▶ [Complete the following]:
**A)** In the article on SpaceX's Nasdaq debut, at what price did SpaceX shares close on their first trading day?
**B)** Does each statement below agree with the article on SpaceX's Nasdaq debut? Answer yes or no for each and quote the deciding words. (i) SpaceX shares closed more than 20% higher on their first trading day. (ii) Bill Ackman wrote that Musk's companies don't pay dividends. (iii) Gavin Newsom made his remarks in a post on X.
**C)** From the article on SpaceX's Nasdaq debut, return the passage from "Whether you see" up to and including "only getting started.", copied word for word.

▶ [Quoted passage]:
SpaceX's historic Nasdaq debut on Friday didn't just make headlines — it made Elon Musk the world's first trillionaire. And that has a lot of people in Washington furious.
Shares of SpaceX (SPCX) closed up 19.22% on their first trading day at $160.95, pushing the company's market cap past $2 trillion. The milestone instantly catapulted Musk's net worth into twelve-figure territory, and the political backlash was swift.
Sen. Adam Schiff took to X late Friday to vent. "There is something terribly wrong about an economy that produces its first trillionaire, but cannot provide health care for its people," he wrote. He added that "the richest handful of families have the combined wealth of almost forty percent of the rest of the country," calling it "the cost of a corrupt system, where wealth perpetuates itself, and poverty, at the same time."
California Gov. Gavin Newsom piled on, calling the system "rigged." In his own X post, he said: "Americans are struggling to pay for groceries and gas while Elon Musk becomes a TRILLIONAIRE. When the federal government is for sale, the rich get richer and everyone else gets shafted. The system is rigged."
But not everyone sees Musk's fortune as a problem. Investor Bill Ackman pushed back on Sen. Bernie Sanders' criticism, arguing that Musk's wealth isn't a pile of cash sitting in a vault. "Elon is not sitting on a trillion dollar pile of cash, jewelry and gold. He is using his controlling stakes in his companies to advance mankind. Elon's companies don't pay dividends," Ackman wrote. He credited SpaceX with making thousands of employees millionaires through equity.
The debate comes amid a wave of high-profile IPOs from companies like SpaceX and OpenAI, which have reignited calls for a wealth tax. Sen. Elizabeth Warren and Rep. Sara Jacobs renewed their push, with Jacobs tweeting: "It's beyond sickening that Elon Musk – the world's first trillionaire – pays a lower effective tax rate than truck drivers, firefighters, or nurses. It's not complicated – we need to actually TAX THE RICH."
Sanders separately argued that income inequality has "never" been so extreme, citing data showing the top 0.001% gained $20 million each last year while the bottom 50% lost $27 on average.
Whether you see Musk's trillionaire status as a symbol of innovation or a symptom of a broken system, one thing is clear: the political fight over wealth and taxes is only getting started.

▶ [Recorded data]:
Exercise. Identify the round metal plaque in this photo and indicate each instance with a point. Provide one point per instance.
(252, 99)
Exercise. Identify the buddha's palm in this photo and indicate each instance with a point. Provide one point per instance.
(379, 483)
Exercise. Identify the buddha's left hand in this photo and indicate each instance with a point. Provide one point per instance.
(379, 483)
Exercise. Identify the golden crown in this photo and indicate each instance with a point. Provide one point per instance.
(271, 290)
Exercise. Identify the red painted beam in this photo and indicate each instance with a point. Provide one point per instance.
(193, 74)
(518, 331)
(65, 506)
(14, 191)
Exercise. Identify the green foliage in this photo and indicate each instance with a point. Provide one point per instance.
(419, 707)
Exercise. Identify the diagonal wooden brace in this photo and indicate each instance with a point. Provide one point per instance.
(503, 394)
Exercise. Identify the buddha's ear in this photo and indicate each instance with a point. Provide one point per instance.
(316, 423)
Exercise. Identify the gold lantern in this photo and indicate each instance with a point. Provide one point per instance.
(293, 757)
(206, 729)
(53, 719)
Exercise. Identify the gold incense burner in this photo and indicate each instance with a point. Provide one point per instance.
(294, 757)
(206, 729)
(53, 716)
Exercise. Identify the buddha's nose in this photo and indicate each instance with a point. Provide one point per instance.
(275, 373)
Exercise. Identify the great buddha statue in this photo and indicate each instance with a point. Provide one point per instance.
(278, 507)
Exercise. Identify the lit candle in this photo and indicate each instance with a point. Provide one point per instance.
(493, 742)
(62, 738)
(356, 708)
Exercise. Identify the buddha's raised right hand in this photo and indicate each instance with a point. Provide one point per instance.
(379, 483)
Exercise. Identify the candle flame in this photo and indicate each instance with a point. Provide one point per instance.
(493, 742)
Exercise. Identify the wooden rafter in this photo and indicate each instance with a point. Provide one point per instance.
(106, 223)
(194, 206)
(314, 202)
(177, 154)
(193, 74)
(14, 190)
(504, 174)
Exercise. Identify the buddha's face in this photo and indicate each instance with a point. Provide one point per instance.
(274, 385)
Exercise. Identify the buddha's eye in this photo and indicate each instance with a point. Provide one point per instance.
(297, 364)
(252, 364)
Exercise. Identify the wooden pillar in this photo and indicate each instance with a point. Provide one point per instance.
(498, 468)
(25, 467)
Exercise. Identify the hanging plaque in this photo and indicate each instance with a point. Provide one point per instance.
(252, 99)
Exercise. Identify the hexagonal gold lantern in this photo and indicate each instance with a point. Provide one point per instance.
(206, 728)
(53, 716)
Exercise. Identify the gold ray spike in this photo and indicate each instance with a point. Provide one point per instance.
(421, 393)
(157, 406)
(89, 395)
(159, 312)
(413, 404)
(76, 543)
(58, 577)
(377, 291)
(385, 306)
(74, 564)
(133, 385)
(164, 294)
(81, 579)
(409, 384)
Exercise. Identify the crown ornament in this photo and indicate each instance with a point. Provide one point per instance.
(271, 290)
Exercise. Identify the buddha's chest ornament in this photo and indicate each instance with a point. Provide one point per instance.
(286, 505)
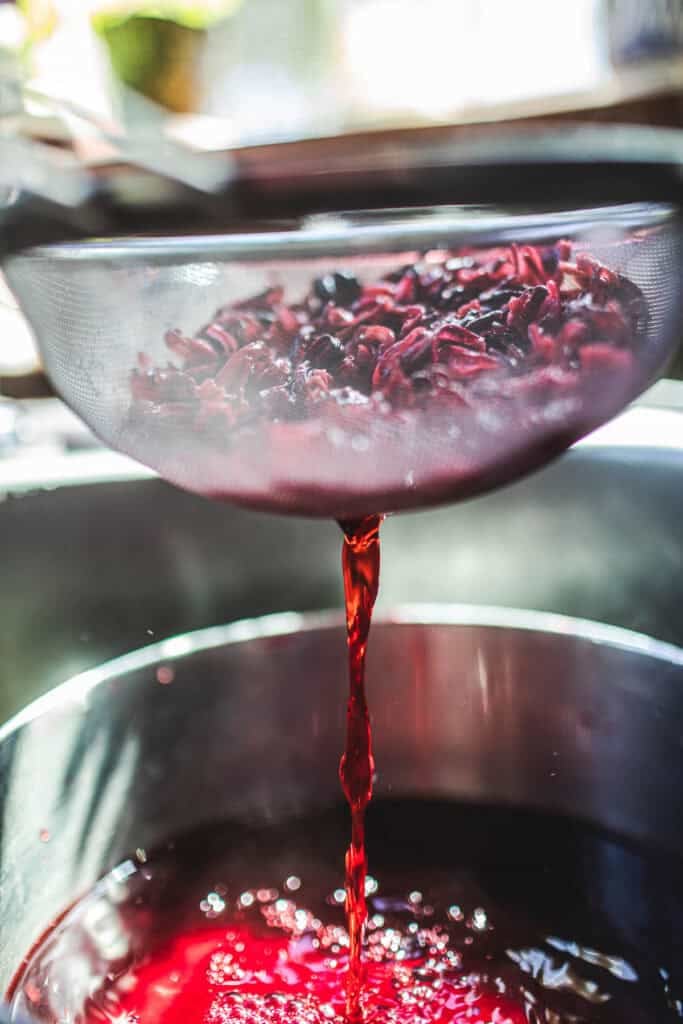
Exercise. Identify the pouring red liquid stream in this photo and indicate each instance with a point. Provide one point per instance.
(360, 564)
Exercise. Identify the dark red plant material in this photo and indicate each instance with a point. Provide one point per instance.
(454, 330)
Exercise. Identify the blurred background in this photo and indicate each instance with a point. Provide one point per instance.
(216, 74)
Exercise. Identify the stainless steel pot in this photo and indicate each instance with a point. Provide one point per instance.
(97, 558)
(492, 706)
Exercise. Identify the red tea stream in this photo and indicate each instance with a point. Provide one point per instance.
(360, 564)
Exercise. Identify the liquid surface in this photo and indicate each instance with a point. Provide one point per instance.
(474, 914)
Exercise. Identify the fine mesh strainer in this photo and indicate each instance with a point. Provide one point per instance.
(269, 349)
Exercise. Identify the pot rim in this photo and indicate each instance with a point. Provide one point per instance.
(78, 688)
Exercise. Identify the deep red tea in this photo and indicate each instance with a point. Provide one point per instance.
(474, 916)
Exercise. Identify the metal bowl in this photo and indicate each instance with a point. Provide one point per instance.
(100, 557)
(519, 709)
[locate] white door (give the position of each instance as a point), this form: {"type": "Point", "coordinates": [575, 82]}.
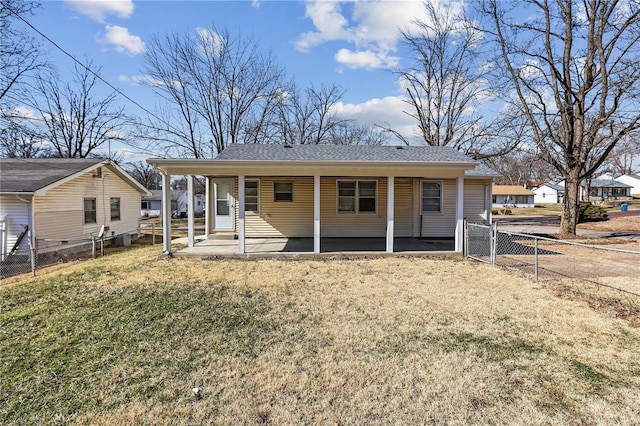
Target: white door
{"type": "Point", "coordinates": [223, 215]}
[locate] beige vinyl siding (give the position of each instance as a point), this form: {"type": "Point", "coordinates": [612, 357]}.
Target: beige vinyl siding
{"type": "Point", "coordinates": [442, 224]}
{"type": "Point", "coordinates": [333, 224]}
{"type": "Point", "coordinates": [16, 213]}
{"type": "Point", "coordinates": [277, 219]}
{"type": "Point", "coordinates": [475, 203]}
{"type": "Point", "coordinates": [403, 207]}
{"type": "Point", "coordinates": [59, 214]}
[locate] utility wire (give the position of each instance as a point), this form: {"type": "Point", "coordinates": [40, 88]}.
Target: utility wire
{"type": "Point", "coordinates": [98, 76]}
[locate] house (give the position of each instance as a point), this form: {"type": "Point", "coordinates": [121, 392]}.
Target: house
{"type": "Point", "coordinates": [548, 193]}
{"type": "Point", "coordinates": [633, 181]}
{"type": "Point", "coordinates": [325, 191]}
{"type": "Point", "coordinates": [607, 189]}
{"type": "Point", "coordinates": [512, 196]}
{"type": "Point", "coordinates": [151, 205]}
{"type": "Point", "coordinates": [56, 200]}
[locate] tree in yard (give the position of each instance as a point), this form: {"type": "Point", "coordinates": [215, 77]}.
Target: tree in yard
{"type": "Point", "coordinates": [573, 71]}
{"type": "Point", "coordinates": [448, 84]}
{"type": "Point", "coordinates": [220, 88]}
{"type": "Point", "coordinates": [76, 120]}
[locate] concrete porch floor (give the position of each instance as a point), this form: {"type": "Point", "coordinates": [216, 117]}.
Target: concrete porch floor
{"type": "Point", "coordinates": [304, 247]}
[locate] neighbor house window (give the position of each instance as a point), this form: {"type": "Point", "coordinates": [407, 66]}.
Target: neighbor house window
{"type": "Point", "coordinates": [431, 197]}
{"type": "Point", "coordinates": [252, 196]}
{"type": "Point", "coordinates": [90, 210]}
{"type": "Point", "coordinates": [357, 196]}
{"type": "Point", "coordinates": [115, 208]}
{"type": "Point", "coordinates": [283, 191]}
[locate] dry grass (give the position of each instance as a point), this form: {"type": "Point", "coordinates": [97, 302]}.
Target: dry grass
{"type": "Point", "coordinates": [123, 339]}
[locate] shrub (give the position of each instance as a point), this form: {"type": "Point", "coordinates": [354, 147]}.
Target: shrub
{"type": "Point", "coordinates": [590, 212]}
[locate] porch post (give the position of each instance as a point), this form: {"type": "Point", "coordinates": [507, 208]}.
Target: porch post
{"type": "Point", "coordinates": [390, 209]}
{"type": "Point", "coordinates": [241, 214]}
{"type": "Point", "coordinates": [166, 213]}
{"type": "Point", "coordinates": [459, 239]}
{"type": "Point", "coordinates": [316, 214]}
{"type": "Point", "coordinates": [190, 212]}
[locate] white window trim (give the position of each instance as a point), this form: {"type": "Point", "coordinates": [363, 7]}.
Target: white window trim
{"type": "Point", "coordinates": [357, 197]}
{"type": "Point", "coordinates": [274, 191]}
{"type": "Point", "coordinates": [245, 197]}
{"type": "Point", "coordinates": [422, 182]}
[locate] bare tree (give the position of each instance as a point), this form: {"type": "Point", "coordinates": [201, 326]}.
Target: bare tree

▶ [Problem solutions]:
**A)** $160.95

**B)**
(i) No: "closed up 19.22% on their first trading day"
(ii) Yes: "Elon's companies don't pay dividends"
(iii) Yes: "In his own X post"

**C)**
Whether you see Musk's trillionaire status as a symbol of innovation or a symptom of a broken system, one thing is clear: the political fight over wealth and taxes is only getting started.